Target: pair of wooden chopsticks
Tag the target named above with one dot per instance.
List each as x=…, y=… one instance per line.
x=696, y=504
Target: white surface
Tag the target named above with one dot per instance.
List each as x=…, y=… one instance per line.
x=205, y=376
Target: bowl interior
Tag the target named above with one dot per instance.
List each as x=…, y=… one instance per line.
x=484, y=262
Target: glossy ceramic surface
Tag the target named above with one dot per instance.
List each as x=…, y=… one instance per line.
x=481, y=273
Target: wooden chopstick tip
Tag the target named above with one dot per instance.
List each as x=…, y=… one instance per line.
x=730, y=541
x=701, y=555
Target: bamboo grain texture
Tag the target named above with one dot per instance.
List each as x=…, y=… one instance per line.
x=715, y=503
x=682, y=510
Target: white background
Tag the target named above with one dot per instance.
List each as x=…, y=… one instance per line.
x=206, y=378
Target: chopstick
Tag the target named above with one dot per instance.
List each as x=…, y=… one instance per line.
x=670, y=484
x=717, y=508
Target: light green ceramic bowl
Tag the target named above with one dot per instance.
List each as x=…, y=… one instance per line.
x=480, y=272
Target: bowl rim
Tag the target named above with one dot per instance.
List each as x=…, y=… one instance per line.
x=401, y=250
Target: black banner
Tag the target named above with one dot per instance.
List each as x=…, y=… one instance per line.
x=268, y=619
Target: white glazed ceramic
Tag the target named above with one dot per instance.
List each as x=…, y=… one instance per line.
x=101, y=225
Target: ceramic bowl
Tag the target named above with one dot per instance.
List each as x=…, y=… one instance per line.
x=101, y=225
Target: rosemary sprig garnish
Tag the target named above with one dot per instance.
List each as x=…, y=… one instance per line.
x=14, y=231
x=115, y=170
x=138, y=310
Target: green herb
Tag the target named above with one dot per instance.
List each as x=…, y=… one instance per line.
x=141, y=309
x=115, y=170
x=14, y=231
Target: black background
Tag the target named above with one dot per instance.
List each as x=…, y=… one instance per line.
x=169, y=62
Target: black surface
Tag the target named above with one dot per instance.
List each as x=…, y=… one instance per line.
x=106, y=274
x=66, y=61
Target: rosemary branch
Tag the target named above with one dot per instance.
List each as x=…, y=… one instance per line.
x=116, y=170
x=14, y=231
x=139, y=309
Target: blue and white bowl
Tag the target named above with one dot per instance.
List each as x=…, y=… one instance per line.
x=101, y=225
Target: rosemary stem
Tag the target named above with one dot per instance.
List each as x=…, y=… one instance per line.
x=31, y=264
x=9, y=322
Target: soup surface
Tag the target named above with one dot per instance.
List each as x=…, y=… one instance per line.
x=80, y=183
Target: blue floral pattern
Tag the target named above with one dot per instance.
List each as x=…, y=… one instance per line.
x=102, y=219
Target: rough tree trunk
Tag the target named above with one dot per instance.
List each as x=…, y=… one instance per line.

■ **EXERCISE BRIEF**:
Copy all of the material above word for word, keeping every line in its original order.

■ **ANSWER BELOW**:
Target: pair of wooden chopsticks
Tag the target named above with one dot per instance.
List each as x=…, y=… one instance per line.
x=696, y=504
Target: white surface
Tag the target named above with one dot per instance.
List each as x=…, y=… one instance per line.
x=205, y=376
Target: bowl interior
Tag the target named above with one dot per instance.
List each as x=…, y=… one instance per line.
x=484, y=262
Target: glossy ceramic surface
Tag the target named above with one dot per instance.
List each as x=…, y=… one instance per line.
x=481, y=273
Target: wooden chopstick tip
Tag the target named above with one dot per instance.
List each as x=…, y=… one instance per line.
x=730, y=541
x=701, y=555
Target: bamboo grain texture
Tag the target named above with one dot per instance.
List each as x=…, y=… one instance per line.
x=715, y=503
x=682, y=510
Target: white background
Tag the target named above with one dot per instance.
List each as x=…, y=… one instance per line.
x=206, y=378
Target: chopstick
Tag the target named above with one dot per instance.
List each as x=…, y=… one instance per line.
x=670, y=484
x=717, y=508
Target: light green ceramic bowl
Tag the target named above with one dot per instance.
List each as x=…, y=… one instance per line.
x=480, y=272
Target: bowl rim
Tag the target named above with one dot per instance.
List each as x=…, y=… one instance per line.
x=401, y=250
Target: black banner
Tag the target named above with one dot per instance.
List each as x=…, y=… one instance per line.
x=268, y=619
Target: white glazed ceramic
Tag the target named above with one dot per instance.
List each as x=…, y=… one instance per line.
x=101, y=225
Target: ceramic bowl
Tag the target named above with one dot per instance.
List each as x=…, y=… one instance per line.
x=101, y=225
Target: rosemary sprig garnish
Tag the target named above with one dot per instance.
List each as x=…, y=… one instance per line.
x=14, y=231
x=115, y=170
x=138, y=310
Target: green herb
Tag the target named above with one dot per instance.
List each as x=…, y=… one instance per line.
x=141, y=309
x=115, y=170
x=14, y=231
Target: black background
Tag the target named above with one dot per instance.
List each as x=…, y=… one instance per line.
x=169, y=62
Target: black surface
Tag the target named above with one dot per instance.
List each as x=…, y=… one instance per line.
x=106, y=274
x=66, y=61
Target: rosemary branch
Tag the target named above with one dot per instance.
List each as x=…, y=… one instance per line.
x=116, y=170
x=14, y=231
x=139, y=309
Target: blue and white bowl
Tag the target named above with one dot per instance.
List each as x=…, y=… one instance per line.
x=101, y=225
Target: rosemary stem
Tag the target named above with one dot per instance.
List each as x=…, y=… one instance per line.
x=31, y=264
x=9, y=322
Target: soup surface
Tag the target named above with one dot per instance.
List each as x=…, y=… one instance per line.
x=80, y=183
Target: blue floral pattern
Tag the target named above with one dot per instance.
List each as x=…, y=… one instance per line.
x=102, y=219
Target: rough tree trunk
Tag the target named above with one dot per instance.
List each as x=…, y=… one instance per line.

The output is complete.